_Aim of the exercise_.
Output each line of the material exactly as it stands.

-------- Material provided

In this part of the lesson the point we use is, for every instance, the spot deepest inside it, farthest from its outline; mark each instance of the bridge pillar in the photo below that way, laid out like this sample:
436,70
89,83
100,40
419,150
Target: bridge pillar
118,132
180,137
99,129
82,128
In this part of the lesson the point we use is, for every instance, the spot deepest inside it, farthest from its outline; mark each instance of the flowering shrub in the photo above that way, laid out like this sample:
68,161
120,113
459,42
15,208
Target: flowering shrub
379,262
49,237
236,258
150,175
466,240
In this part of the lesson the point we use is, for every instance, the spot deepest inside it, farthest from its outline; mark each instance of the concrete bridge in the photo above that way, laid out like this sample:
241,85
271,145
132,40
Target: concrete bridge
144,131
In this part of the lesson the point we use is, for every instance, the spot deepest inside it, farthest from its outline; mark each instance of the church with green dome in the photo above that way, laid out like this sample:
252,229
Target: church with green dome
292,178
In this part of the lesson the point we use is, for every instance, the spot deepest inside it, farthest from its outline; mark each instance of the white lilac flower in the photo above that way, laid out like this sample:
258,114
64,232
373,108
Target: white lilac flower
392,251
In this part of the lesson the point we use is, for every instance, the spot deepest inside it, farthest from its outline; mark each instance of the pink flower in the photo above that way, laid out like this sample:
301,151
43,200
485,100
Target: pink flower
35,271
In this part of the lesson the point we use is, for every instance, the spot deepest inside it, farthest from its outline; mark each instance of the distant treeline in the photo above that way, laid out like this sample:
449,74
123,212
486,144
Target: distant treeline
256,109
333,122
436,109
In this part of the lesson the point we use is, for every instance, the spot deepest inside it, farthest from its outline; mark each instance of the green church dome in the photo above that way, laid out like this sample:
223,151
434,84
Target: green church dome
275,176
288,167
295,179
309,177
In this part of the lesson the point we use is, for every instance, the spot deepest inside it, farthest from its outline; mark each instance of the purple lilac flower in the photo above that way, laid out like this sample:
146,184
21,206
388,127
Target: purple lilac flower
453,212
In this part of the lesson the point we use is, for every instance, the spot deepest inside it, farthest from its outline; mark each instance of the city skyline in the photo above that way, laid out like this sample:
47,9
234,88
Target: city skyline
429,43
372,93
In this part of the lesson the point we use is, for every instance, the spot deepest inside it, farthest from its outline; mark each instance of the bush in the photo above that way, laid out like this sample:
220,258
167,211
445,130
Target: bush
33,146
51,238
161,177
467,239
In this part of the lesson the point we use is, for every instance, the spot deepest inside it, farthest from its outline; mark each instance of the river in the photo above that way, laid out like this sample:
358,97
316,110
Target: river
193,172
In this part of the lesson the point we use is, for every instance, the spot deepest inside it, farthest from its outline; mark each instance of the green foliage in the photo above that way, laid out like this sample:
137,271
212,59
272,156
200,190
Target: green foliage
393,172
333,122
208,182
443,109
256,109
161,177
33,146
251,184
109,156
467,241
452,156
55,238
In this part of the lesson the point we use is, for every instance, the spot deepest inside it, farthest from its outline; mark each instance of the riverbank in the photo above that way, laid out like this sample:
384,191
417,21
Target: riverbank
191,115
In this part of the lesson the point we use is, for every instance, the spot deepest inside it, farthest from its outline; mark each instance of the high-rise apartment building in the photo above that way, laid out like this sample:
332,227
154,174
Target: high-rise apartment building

----------------

_Exercise output_.
In this part of the lesson the point we use is, for every instance, the spot deepest inside it, farthest from its outline; mark each instance of the bridge pillar in the photo below that way, laid out like this sample:
436,70
89,83
100,40
419,150
Target: bridge pillar
118,132
180,137
99,129
82,128
In this part of the lesson the point we use is, for every instance, the spot deepest inside it, farthest from its outline; mark each instance of the flowering shrub in the photo above that way, laid out like this sample:
68,161
120,113
459,42
15,208
Target: flowering shrub
379,262
49,237
236,258
150,175
466,240
In this part of the lesson the point we use is, for every instance, the spot deepest inside it, farthest from its outline; mark each instance of the concrete bridge in the photo above that way, laid out like this sample:
241,85
271,145
132,40
Target: concrete bridge
144,131
In this part of the lesson the point we use is, for every instance, the spot deepest inside it, farthest from its outline; mark each instance of the church with green dome in the photo above that way, laid out like this sample:
252,229
Target: church with green dome
292,178
In this part of the lesson the point we use is, for every instance, the spot deepest inside it, farthest from its outline; mark each instance of the white lilac flower in the photo above that way, laid out like this sample:
258,114
64,232
373,108
Target: white lilac flower
392,251
In this part of the lesson the point we use is, for every instance, the spot deepest inside it, farthest from its outline; mark each instance of the pink flower in the photo above that way, laid out like this sample:
301,151
43,200
485,100
Target: pink flower
35,271
In this part of the lesson the point we use is, for every instance, the spot deepest inside it, farthest from its outline; mark each instance of the distant treeline in the photo above that way, laid out like this sample:
449,74
123,212
486,144
Target: distant treeline
256,109
333,122
436,109
In this part of the lesson the point we use is, for every instance, the spot deepest inside it, farthest from its outline; mark each instance of the green church dome in the photo above that way, laid out like this sample:
223,151
434,84
Target: green church dome
275,176
288,167
295,179
309,177
In this part of the lesson the point we use is, for every instance, the spot deepest inside it, farthest from its outline; mark each instance of the purple lilac flower in the photo above that way, laid out like this sample:
146,184
21,206
388,127
Target: purple lilac flower
453,212
In this part of the lesson the point we use is, for every instance, the spot deepest inside it, farthest from its outline; mark each instance of the city skyline in the photo above that way, laid out like this sample:
47,9
234,88
Target: city skyline
429,43
372,93
In this part of the lesson the point we use is, for every instance, the spot deepest inside it, farthest from its outline; mark each instance of the bush in the photo above that way, laid out like this sample:
220,258
167,211
445,130
Target: bush
33,146
51,238
161,177
467,239
In this part of the lesson the point we use is, for every instance, the spot deepest inside it, farthest from its outline; mark each instance of the river in the photo above that way, laid out like this sample:
358,97
316,110
Target: river
193,172
In this part of the lesson the point we use is, for every instance, the spot deepest inside it, farthest from its outline; mark each instance of the green foliage in the photo above that way, laid out like this sample:
137,271
212,59
272,156
200,190
Target: green foliage
393,172
333,122
208,182
443,109
256,109
161,177
33,146
251,184
109,156
467,241
452,156
55,238
In this part of the lesson the point we use is, for every instance, the spot deepest inside it, farthest from its outline; mark each instance of the riverbank in the photo above that way, laid out like this sample:
384,191
417,21
Target: riverbank
191,115
In this part of the lesson the point we use is, for every instance, the spot deepest inside it, farthest from its outline; mark each instance of the high-rise apartment building in the photo above that way, laid out like this sample:
332,227
154,174
Target: high-rise apartment building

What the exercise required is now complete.